WHAT IS BEING ASKED
With the line containing "tag: <item>wooden dining table</item>" as the first line and the last line of the records as the final one, reproduce that range exactly.

(A block of data)
- - - - -
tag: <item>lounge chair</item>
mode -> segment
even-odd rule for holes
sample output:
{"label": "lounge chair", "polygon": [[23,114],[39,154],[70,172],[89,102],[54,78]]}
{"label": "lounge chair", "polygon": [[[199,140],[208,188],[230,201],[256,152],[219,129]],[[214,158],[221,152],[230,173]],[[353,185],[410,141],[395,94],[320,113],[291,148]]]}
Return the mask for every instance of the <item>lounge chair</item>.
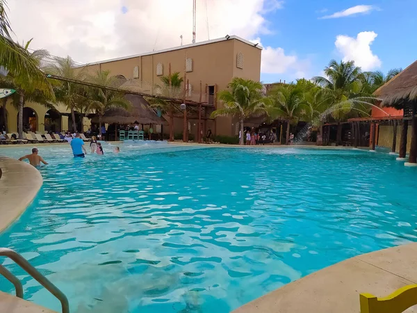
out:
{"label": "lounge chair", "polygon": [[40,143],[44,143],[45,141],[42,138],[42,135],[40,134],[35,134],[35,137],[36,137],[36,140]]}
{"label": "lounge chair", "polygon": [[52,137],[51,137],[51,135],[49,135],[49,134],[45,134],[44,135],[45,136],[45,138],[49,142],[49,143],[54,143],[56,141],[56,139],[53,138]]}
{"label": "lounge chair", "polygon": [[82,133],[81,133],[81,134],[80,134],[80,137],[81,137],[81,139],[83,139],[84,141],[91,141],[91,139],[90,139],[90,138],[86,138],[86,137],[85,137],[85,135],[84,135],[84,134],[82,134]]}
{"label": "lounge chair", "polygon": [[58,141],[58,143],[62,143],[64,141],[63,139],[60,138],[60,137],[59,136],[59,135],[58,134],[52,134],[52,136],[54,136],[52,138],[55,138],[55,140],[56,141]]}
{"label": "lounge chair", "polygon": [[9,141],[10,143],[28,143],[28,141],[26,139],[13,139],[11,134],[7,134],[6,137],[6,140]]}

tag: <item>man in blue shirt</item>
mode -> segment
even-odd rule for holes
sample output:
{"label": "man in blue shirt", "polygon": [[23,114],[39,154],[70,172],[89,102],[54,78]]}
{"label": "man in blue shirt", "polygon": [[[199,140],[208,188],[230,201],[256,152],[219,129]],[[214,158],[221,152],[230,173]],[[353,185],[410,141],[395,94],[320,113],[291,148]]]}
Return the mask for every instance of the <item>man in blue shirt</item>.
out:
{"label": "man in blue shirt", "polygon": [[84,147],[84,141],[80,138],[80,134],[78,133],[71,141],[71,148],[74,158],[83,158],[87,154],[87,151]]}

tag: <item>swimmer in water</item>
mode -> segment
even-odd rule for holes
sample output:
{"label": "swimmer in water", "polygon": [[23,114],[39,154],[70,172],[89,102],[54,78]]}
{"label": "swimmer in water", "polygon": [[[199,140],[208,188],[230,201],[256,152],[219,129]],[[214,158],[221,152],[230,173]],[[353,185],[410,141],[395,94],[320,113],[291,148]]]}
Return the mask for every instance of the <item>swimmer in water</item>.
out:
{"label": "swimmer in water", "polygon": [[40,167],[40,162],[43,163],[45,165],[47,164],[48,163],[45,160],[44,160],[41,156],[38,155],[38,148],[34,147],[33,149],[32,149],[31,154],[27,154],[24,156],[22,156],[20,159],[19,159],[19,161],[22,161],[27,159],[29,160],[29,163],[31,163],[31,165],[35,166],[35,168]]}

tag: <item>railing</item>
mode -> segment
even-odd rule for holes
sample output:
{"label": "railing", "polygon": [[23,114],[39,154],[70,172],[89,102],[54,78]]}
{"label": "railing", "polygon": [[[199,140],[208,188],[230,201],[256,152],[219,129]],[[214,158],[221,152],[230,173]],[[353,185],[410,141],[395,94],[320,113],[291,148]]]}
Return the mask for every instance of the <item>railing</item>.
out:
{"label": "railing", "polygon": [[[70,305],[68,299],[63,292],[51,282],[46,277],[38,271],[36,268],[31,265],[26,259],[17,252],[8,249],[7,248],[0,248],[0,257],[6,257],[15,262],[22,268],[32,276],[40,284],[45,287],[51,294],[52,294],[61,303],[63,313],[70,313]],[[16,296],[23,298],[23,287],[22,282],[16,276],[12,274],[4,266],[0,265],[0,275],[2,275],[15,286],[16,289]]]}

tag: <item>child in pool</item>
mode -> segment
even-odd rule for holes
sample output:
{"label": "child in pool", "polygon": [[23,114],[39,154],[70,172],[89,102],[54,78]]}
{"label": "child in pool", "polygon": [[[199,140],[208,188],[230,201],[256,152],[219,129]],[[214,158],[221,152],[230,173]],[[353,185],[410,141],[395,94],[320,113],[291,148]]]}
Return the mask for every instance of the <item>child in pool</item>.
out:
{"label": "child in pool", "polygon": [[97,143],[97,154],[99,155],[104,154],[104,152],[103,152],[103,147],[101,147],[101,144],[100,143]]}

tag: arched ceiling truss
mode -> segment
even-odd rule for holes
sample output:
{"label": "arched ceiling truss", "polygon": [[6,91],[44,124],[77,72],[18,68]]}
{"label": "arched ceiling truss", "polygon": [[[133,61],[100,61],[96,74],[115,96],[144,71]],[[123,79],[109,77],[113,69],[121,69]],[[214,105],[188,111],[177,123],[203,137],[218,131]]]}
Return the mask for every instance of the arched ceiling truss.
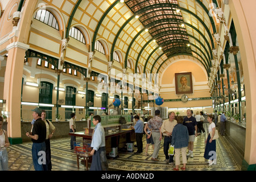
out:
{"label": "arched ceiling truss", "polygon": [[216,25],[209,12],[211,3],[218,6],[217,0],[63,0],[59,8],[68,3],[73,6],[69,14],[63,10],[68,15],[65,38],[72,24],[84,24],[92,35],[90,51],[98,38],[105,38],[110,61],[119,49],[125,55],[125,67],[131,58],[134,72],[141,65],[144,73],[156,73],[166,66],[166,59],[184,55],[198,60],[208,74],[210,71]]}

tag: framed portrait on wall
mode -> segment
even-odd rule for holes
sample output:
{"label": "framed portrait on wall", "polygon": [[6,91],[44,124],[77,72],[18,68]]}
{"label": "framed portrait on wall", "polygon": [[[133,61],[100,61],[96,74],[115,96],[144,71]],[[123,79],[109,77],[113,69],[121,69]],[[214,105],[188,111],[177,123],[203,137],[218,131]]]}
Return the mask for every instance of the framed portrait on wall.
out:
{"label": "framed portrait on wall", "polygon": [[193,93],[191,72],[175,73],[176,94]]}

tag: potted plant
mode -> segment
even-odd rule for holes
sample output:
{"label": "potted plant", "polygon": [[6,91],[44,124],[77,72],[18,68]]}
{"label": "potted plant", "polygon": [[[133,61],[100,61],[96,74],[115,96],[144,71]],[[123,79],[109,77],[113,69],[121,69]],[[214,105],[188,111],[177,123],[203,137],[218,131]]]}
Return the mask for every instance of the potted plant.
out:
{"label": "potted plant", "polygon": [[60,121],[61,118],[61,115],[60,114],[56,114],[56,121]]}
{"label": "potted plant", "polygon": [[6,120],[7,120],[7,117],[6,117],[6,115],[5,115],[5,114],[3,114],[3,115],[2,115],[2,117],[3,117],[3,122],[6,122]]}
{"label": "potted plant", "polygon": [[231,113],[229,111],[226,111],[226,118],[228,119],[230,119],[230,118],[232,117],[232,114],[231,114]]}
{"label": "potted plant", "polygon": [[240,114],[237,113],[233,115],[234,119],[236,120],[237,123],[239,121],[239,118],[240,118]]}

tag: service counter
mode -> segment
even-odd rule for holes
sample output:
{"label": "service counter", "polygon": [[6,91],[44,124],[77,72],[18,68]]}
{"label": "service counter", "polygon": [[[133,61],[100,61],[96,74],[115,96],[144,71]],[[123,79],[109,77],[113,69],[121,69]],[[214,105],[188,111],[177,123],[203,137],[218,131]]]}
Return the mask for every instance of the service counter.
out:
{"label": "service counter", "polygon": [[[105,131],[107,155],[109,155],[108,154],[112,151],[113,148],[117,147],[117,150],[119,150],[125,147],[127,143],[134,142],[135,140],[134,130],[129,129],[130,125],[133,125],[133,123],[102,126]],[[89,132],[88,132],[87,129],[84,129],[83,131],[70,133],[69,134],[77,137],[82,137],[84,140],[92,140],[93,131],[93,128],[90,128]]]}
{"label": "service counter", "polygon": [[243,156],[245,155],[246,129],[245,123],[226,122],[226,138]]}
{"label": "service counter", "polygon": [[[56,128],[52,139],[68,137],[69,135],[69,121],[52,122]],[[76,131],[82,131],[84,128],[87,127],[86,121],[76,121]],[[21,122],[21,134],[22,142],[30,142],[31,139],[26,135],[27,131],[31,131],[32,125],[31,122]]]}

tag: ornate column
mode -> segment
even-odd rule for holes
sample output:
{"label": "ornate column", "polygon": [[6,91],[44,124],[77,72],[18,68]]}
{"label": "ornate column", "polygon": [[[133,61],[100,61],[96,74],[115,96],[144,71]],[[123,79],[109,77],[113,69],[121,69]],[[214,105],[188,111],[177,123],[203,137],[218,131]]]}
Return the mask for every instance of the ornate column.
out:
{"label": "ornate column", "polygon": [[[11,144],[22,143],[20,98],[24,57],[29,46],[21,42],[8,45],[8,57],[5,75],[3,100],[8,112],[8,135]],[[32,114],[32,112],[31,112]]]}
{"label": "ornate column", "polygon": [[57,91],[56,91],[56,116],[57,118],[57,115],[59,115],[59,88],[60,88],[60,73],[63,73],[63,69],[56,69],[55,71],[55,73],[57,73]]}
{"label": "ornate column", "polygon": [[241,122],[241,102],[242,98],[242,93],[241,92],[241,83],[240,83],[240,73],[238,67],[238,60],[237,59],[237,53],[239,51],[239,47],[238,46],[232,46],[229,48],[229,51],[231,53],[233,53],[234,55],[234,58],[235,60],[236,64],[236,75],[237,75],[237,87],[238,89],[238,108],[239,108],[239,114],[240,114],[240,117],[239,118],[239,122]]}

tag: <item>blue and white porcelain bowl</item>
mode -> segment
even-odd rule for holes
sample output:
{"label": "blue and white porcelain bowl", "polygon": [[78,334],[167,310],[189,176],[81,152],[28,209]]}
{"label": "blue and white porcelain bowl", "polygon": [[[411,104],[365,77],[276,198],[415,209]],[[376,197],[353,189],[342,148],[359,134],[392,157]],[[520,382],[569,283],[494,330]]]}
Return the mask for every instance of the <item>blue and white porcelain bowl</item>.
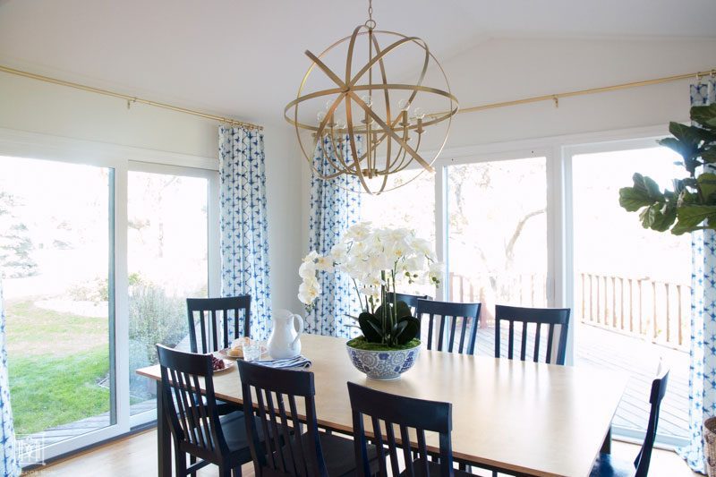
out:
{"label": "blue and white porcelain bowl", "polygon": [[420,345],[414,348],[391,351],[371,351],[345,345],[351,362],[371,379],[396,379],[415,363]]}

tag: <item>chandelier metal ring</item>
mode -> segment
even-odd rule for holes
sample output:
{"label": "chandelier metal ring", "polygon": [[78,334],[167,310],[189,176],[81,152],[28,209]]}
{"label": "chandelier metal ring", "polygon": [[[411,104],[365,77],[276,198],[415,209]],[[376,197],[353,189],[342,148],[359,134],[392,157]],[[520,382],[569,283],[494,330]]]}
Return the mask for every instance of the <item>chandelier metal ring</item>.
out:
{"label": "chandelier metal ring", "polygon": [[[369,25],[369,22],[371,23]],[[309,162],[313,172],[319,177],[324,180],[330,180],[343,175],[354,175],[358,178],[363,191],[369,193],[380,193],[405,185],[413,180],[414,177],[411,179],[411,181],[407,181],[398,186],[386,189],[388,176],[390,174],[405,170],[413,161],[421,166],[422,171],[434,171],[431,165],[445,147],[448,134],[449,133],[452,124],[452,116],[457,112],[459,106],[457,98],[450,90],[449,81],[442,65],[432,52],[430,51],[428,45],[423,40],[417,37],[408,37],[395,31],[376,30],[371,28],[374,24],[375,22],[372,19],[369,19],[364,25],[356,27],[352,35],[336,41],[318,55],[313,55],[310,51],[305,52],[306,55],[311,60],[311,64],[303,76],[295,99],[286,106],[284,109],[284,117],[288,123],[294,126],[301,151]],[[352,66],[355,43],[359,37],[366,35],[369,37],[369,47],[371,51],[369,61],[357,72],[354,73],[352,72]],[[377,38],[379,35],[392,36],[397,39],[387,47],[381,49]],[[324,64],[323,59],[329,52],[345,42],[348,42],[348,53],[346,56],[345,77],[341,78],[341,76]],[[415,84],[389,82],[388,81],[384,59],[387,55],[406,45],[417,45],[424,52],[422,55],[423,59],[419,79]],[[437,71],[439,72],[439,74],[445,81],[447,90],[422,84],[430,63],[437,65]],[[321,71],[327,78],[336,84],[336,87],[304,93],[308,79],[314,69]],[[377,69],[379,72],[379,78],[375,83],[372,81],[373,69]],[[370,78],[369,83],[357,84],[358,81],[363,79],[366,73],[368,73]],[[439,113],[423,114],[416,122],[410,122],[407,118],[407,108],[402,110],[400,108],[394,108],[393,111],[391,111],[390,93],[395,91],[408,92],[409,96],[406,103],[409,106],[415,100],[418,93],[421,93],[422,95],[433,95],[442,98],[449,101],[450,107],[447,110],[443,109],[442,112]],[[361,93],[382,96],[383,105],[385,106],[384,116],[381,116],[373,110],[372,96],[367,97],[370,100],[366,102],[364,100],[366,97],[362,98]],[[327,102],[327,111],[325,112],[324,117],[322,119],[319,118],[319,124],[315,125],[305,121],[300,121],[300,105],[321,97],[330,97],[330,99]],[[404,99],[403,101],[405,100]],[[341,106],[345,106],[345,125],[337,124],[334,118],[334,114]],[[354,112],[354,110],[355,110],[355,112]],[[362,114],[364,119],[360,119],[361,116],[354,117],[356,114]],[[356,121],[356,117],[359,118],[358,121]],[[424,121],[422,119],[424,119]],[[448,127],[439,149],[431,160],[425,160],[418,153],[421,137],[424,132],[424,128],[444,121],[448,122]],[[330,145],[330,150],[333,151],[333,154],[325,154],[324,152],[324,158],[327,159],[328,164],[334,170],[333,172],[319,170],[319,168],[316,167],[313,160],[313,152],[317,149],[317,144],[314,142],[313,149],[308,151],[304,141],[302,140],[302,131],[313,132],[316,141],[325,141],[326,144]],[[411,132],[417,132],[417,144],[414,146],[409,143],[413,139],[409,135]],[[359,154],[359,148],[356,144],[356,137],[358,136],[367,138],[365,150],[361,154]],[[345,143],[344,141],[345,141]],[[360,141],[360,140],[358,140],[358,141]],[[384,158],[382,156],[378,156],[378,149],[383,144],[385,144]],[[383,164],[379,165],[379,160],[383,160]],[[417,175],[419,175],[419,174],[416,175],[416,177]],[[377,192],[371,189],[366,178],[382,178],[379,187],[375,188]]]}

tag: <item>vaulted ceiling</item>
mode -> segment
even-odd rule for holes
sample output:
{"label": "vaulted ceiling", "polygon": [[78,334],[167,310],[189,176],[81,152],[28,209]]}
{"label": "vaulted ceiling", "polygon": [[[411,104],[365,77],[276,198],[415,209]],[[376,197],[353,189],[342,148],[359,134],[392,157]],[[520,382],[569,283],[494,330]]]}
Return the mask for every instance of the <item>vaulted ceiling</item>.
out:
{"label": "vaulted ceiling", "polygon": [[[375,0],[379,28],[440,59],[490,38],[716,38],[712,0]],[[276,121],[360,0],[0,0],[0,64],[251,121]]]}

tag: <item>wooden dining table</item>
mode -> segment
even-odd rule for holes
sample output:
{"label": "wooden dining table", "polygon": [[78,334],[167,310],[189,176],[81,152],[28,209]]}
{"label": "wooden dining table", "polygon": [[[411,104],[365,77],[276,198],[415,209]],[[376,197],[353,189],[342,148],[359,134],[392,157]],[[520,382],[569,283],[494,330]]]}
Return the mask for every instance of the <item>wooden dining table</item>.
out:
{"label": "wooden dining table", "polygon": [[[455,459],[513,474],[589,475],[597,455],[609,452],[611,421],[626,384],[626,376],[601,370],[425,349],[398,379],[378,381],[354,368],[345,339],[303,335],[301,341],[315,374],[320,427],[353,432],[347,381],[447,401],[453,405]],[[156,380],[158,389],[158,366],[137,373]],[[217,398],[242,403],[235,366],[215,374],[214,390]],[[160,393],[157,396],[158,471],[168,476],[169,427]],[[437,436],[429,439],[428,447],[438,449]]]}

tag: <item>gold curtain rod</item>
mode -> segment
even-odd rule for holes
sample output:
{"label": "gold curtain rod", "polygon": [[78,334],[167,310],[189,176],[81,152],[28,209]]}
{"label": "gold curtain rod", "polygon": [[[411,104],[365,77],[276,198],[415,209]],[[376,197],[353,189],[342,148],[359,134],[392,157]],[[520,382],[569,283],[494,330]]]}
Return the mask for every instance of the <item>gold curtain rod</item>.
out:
- - - - -
WORKED ANSWER
tag: <item>wooden dining table</item>
mode -> segment
even-odd rule for holes
sample output:
{"label": "wooden dining table", "polygon": [[78,334],[167,310],[189,176],[81,152],[28,209]]}
{"label": "wooden dining table", "polygon": [[[411,104],[365,77],[276,198],[415,209]],[[376,197],[353,189],[342,148],[359,134],[392,157]],[[520,382],[569,283],[494,330]]]}
Return the mask for every instance of the <item>wooden dining table</item>.
out:
{"label": "wooden dining table", "polygon": [[[455,459],[513,474],[589,475],[597,455],[609,452],[611,421],[626,384],[626,376],[601,370],[425,349],[398,379],[378,381],[354,368],[345,339],[303,335],[301,341],[315,374],[320,427],[353,432],[347,381],[447,401],[453,405]],[[156,380],[158,389],[158,366],[137,373]],[[217,398],[242,403],[235,366],[215,374],[214,390]],[[160,393],[157,396],[158,471],[168,476],[169,427]],[[437,436],[429,439],[428,447],[438,449]]]}

tag: <item>gold curtain rod</item>
mode -> segment
even-odd rule for holes
sample output:
{"label": "gold curtain rod", "polygon": [[78,334],[167,310],[189,176],[81,152],[28,209]]}
{"label": "gold curtain rod", "polygon": [[[411,104],[365,77],[276,198],[415,209]],[[376,197],[353,189],[342,148],[359,134],[392,157]],[[520,382],[569,283],[494,330]]]}
Return the mask for every instance of the <item>gold curtain rod</item>.
out:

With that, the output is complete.